▸ JOB A:
In the cockatiel forum thread, what kind of popcorn does the reply say a cockatiel can eat?
▸ JOB B:
Pick up the cockatiel forum thread after its final reply and write what comes next.

▸ DOCUMENT:
# pop corn and other cockatiel related questions



## bird boy (Jun 6, 2013)

hallo can a cockatiel eat pop corn please tell me. regards ;-)

hallo is it true that your bird must eat what you eat. regards

hallo how much does a cockatiel cost at a pet shop and how much do they cost at a breeder. regards

how much is a good price for a tiel cage. regards

hallo will a cockatiel survive in Namibia? .regards


----------



## Haimovfids (Sep 19, 2012)

Only the unsalted and no butter ones


----------



## bird boy (Jun 6, 2013)

*how long*

hallo how long will it take for a tiel to get used to me. regards


----------



## Haimovfids (Sep 19, 2012)

They don't have to if you dont want them to.
Good luck, you will see them helping them selfs out with your plate when you least expect it lol


----------



## bjknight93 (Nov 13, 2011)

It depends on the location. Most times I've seen, breeders are cheaper than pet stores.

▸ RECORDS PROVIDED:

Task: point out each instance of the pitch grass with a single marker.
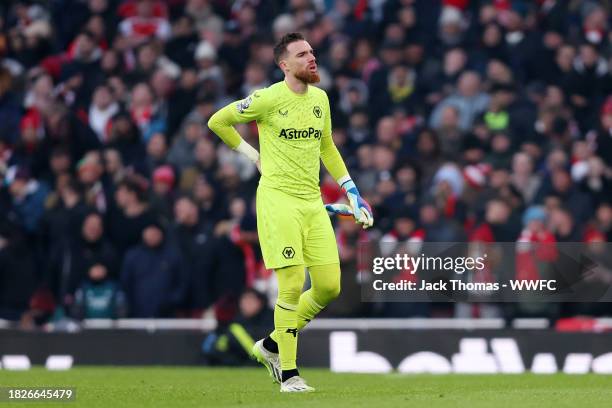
(113, 387)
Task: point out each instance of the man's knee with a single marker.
(328, 292)
(327, 283)
(291, 283)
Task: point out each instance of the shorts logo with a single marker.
(244, 104)
(288, 252)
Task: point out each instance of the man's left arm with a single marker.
(333, 162)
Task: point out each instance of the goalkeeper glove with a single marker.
(340, 209)
(361, 209)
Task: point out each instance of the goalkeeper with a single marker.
(295, 134)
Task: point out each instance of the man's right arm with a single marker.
(246, 110)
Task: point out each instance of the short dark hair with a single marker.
(281, 46)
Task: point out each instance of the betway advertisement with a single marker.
(459, 351)
(413, 351)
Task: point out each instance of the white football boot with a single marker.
(296, 384)
(270, 360)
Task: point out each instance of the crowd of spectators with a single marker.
(479, 120)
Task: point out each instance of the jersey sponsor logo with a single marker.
(244, 104)
(292, 134)
(288, 252)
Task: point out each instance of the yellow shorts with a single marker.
(293, 231)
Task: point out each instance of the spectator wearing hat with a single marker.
(18, 271)
(124, 136)
(103, 108)
(99, 296)
(207, 65)
(153, 275)
(603, 137)
(70, 261)
(64, 215)
(182, 152)
(129, 214)
(194, 236)
(27, 197)
(144, 24)
(10, 113)
(162, 191)
(588, 83)
(469, 101)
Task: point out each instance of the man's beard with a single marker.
(307, 76)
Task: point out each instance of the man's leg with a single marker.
(325, 287)
(290, 284)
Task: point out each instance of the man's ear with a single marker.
(283, 65)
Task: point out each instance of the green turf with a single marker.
(206, 387)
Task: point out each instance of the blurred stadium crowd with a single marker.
(482, 120)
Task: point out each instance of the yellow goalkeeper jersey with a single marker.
(295, 133)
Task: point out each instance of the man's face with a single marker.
(299, 61)
(152, 236)
(92, 228)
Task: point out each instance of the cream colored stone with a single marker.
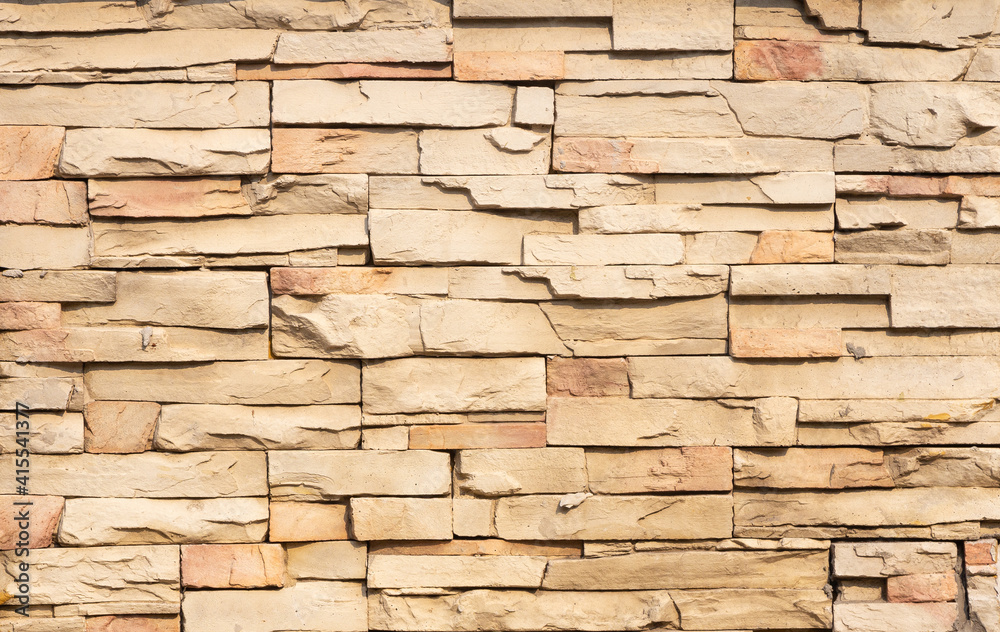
(267, 382)
(372, 102)
(305, 606)
(691, 569)
(803, 279)
(149, 475)
(456, 237)
(419, 45)
(552, 191)
(675, 25)
(447, 571)
(347, 150)
(603, 250)
(620, 421)
(615, 518)
(707, 468)
(229, 236)
(323, 475)
(695, 218)
(490, 151)
(65, 246)
(148, 576)
(220, 300)
(106, 521)
(327, 560)
(454, 385)
(45, 202)
(345, 326)
(401, 518)
(172, 105)
(487, 328)
(151, 152)
(503, 472)
(289, 194)
(521, 611)
(796, 109)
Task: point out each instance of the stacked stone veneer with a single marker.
(511, 315)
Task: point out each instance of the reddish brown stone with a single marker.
(509, 66)
(922, 588)
(307, 522)
(587, 377)
(232, 565)
(43, 520)
(473, 436)
(29, 315)
(119, 427)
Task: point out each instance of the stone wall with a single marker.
(506, 315)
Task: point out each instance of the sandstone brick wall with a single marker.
(500, 315)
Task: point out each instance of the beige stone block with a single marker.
(871, 378)
(954, 296)
(31, 525)
(148, 576)
(677, 115)
(327, 560)
(801, 279)
(521, 611)
(229, 236)
(186, 427)
(676, 25)
(620, 421)
(700, 469)
(219, 300)
(787, 246)
(601, 250)
(292, 195)
(401, 518)
(128, 51)
(306, 605)
(232, 565)
(867, 508)
(155, 152)
(323, 475)
(700, 156)
(796, 109)
(844, 61)
(907, 247)
(691, 569)
(170, 105)
(319, 281)
(455, 571)
(166, 197)
(372, 102)
(267, 382)
(490, 151)
(477, 435)
(65, 246)
(120, 427)
(785, 343)
(307, 522)
(371, 150)
(504, 472)
(417, 45)
(791, 187)
(29, 153)
(685, 517)
(43, 202)
(108, 521)
(893, 617)
(414, 385)
(534, 105)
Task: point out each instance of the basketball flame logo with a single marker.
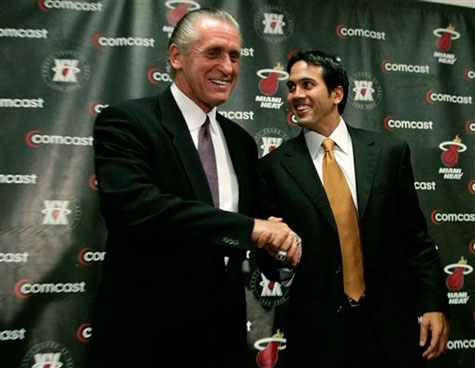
(269, 85)
(455, 280)
(268, 356)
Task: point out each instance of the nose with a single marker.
(226, 64)
(298, 92)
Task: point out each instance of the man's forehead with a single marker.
(303, 70)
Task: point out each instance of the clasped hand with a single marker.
(278, 240)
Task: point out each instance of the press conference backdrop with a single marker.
(412, 70)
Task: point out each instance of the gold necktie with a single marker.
(344, 212)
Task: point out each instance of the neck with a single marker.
(327, 126)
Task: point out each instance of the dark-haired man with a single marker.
(176, 192)
(368, 268)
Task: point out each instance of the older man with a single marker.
(175, 184)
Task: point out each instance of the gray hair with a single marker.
(185, 32)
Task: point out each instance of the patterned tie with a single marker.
(344, 212)
(208, 160)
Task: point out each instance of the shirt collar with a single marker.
(340, 136)
(194, 116)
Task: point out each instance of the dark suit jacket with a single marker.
(165, 293)
(403, 274)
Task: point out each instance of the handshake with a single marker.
(278, 240)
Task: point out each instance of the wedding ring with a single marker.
(298, 240)
(281, 255)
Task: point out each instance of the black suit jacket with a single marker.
(165, 289)
(402, 270)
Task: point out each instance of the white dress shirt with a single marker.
(195, 117)
(343, 153)
(227, 179)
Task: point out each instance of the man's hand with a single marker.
(437, 324)
(275, 236)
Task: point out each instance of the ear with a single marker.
(338, 94)
(175, 57)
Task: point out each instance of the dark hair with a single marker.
(333, 72)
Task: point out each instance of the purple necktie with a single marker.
(208, 160)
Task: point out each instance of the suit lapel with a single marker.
(298, 162)
(173, 121)
(366, 154)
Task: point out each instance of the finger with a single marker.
(278, 241)
(432, 351)
(298, 256)
(292, 252)
(263, 239)
(423, 333)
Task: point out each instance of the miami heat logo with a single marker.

▸ ANSWER A:
Only popcorn that is unsalted and has no butter.

▸ ANSWER B:
----------



## Haimovfids (Sep 19, 2012)

It takes time. Sit by his cage and sweet talk to him

Give us more details . Does he hiss? Fly all over the face? Freak out


----------



## bjknight93 (Nov 13, 2011)

Like your other questions, this depends on the location.

In the US, for a decent cage it will be at least $80, but for a good flight (which is preferred/recommended) it will usually be about $120. If a cage is less than $80 when bought new is almost guaranteed to be too small.

The *minimum size* for *one* cockatiels is 18x18x18 inches (length x width x height). A flight cage is usually about 30x20x40 inches and can fit up to 3 cockatiels comfortably.


----------



## bjknight93 (Nov 13, 2011)

What are you asking? 

Can it survive in the wild? No, it cannot. A pet cockatiel cannot be released into the wilderness anywhere and be expected to survive. They do not have the natural instincts they need to forage and find food and water for themselves. Also, Namibia has a very arid/desert terrain so food would not be available, even for a bird who did know how to feed itself.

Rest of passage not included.